**What is required**: Reproduce every line, starting at the one that contains "Mark the mirror housing" and ending at the last line of the data, exactly as it stands; pictures are omitted.

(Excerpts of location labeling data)

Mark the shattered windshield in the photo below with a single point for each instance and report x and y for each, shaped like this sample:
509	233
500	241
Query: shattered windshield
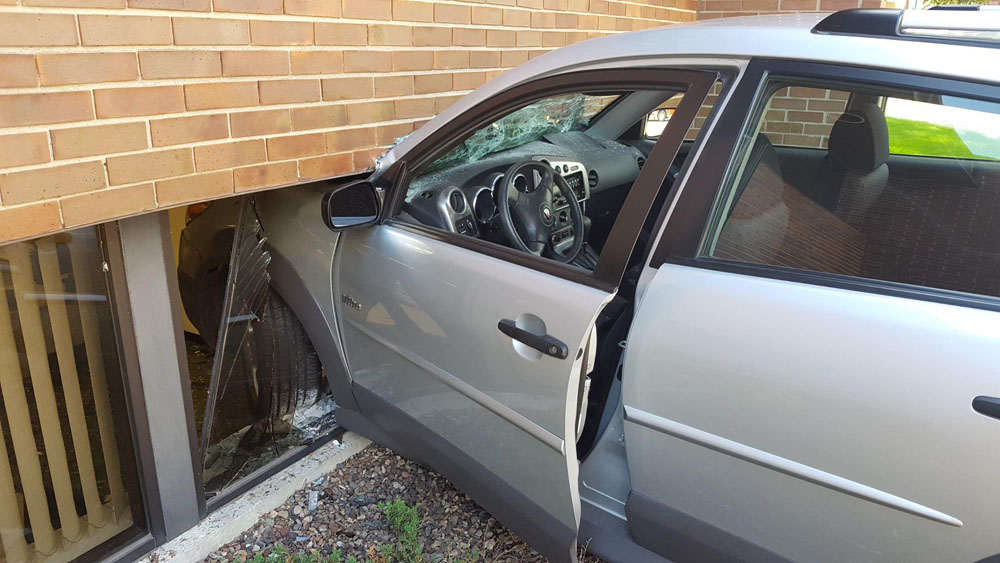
570	112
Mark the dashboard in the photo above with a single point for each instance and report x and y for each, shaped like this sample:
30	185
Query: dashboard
463	199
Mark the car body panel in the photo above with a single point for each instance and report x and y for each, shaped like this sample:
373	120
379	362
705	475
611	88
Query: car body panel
419	319
825	424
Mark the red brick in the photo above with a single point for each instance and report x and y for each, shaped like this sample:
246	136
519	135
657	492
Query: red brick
289	91
180	64
127	102
341	34
321	117
37	29
348	88
249	6
211	31
183	5
229	155
347	140
267	175
255	63
125	30
325	166
220	95
81	68
188	129
193	188
129	169
317	62
98	140
327	8
17	71
23	149
29	220
254	123
281	33
50	107
368	9
47	183
99	206
296	146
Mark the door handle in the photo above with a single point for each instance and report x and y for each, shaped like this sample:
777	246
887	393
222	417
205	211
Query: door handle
546	344
989	406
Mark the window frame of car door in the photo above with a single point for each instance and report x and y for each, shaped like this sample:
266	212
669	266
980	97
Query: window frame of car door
695	213
694	83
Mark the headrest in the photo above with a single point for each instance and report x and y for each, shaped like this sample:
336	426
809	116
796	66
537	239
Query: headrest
860	138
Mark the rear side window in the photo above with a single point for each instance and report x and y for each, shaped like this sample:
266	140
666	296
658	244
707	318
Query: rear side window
900	186
951	128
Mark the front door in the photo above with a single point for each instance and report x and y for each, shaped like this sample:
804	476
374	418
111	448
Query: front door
464	325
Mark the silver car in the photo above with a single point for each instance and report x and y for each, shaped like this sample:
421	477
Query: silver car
766	330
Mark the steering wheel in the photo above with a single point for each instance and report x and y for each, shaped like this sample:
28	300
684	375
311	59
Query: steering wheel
529	217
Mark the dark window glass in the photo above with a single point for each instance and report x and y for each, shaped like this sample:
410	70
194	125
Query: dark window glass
893	185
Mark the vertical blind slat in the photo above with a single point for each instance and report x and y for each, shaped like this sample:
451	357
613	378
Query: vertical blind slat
98	376
25	449
14	547
48	262
41	381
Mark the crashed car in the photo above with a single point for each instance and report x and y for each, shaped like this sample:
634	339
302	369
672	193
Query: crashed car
769	333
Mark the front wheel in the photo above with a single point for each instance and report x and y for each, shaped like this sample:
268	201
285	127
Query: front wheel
282	371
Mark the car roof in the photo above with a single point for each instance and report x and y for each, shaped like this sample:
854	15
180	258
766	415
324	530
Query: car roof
780	36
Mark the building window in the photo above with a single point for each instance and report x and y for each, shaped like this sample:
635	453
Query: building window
67	473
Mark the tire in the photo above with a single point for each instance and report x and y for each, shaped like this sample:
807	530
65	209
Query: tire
282	371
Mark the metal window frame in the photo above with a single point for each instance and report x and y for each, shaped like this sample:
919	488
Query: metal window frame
141	270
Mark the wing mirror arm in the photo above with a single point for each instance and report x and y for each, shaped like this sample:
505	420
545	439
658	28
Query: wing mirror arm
351	206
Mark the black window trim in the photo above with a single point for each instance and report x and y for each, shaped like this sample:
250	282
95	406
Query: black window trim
694	82
697	207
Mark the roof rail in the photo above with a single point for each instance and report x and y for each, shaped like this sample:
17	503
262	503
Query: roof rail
951	24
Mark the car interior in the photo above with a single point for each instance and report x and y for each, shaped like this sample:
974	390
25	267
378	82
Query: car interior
826	194
873	201
576	156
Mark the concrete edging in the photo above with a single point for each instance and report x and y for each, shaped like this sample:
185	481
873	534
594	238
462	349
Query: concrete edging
226	523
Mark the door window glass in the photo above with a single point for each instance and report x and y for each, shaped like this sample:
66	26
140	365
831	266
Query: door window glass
534	155
68	479
843	203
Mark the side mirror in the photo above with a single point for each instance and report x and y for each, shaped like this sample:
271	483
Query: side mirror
351	206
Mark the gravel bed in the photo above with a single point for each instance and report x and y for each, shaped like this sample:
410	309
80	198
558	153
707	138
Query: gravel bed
346	516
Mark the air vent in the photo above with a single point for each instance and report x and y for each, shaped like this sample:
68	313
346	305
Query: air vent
456	201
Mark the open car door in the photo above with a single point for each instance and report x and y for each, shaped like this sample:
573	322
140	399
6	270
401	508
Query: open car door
466	355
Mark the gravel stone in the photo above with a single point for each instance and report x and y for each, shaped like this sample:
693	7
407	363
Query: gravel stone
347	516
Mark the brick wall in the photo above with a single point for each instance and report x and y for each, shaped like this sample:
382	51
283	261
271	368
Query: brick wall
803	117
114	107
708	9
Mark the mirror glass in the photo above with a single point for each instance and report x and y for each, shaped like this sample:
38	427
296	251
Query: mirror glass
353	205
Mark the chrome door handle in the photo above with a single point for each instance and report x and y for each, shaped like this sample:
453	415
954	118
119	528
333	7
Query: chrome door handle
989	406
546	344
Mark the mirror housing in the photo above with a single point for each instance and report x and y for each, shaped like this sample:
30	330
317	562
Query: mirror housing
351	206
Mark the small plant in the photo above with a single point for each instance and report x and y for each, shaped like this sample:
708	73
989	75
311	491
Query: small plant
405	521
279	555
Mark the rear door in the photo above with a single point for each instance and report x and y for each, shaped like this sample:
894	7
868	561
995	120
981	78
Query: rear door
812	372
435	378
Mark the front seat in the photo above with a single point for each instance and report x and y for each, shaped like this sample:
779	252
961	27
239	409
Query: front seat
855	172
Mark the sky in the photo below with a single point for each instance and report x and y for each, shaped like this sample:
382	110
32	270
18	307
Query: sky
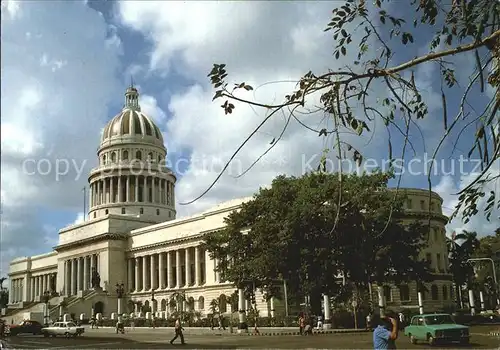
66	65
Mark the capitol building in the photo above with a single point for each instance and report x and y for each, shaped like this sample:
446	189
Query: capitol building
132	237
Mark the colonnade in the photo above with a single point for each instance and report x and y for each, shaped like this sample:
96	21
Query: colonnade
171	269
78	273
131	188
29	287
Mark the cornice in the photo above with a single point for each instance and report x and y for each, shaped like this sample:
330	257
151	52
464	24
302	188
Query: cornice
98	238
171	242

**Expected output**:
Mark the mirror housing in the photo above with a single point for each instance and report x and y for each, shaped like this sample:
30	330
317	562
Query: mirror housing
351	206
Mark the small plant in the photo above with a single point for each instance and report x and y for each, shaped like this sample:
708	73
989	75
311	491
Query: small plant
405	521
279	555
Mark the rear door in the photo above with a single point for each instance and report x and y for each, shaped like this sample:
894	7
868	561
995	120
981	78
Query: rear door
812	372
435	378
Mark the front seat in the photo above with a single point for each instance and report x and y for each, shaped like this sample:
779	252
961	27
239	409
Query: front seat
855	172
Mark the sky in the photo below with a single point for each instance and report x and y for each, shaped like this sample:
382	110
32	270
18	307
Query: sky
66	65
Mark the capitol building in the photo above with a single point for each instance and report x and y for each, shaped like this sample:
446	189
Query: capitol building
132	237
Mark the colonnade in the photo above with a single point for each instance and report x and y for each, shaped like this sample:
96	21
Query: colonnade
171	269
78	273
131	188
29	287
Mark the cornice in the photo above with a single point for each instance and report x and y for each, shaped like this sample:
330	257
151	52
464	24
302	188
Query: cornice
98	238
171	242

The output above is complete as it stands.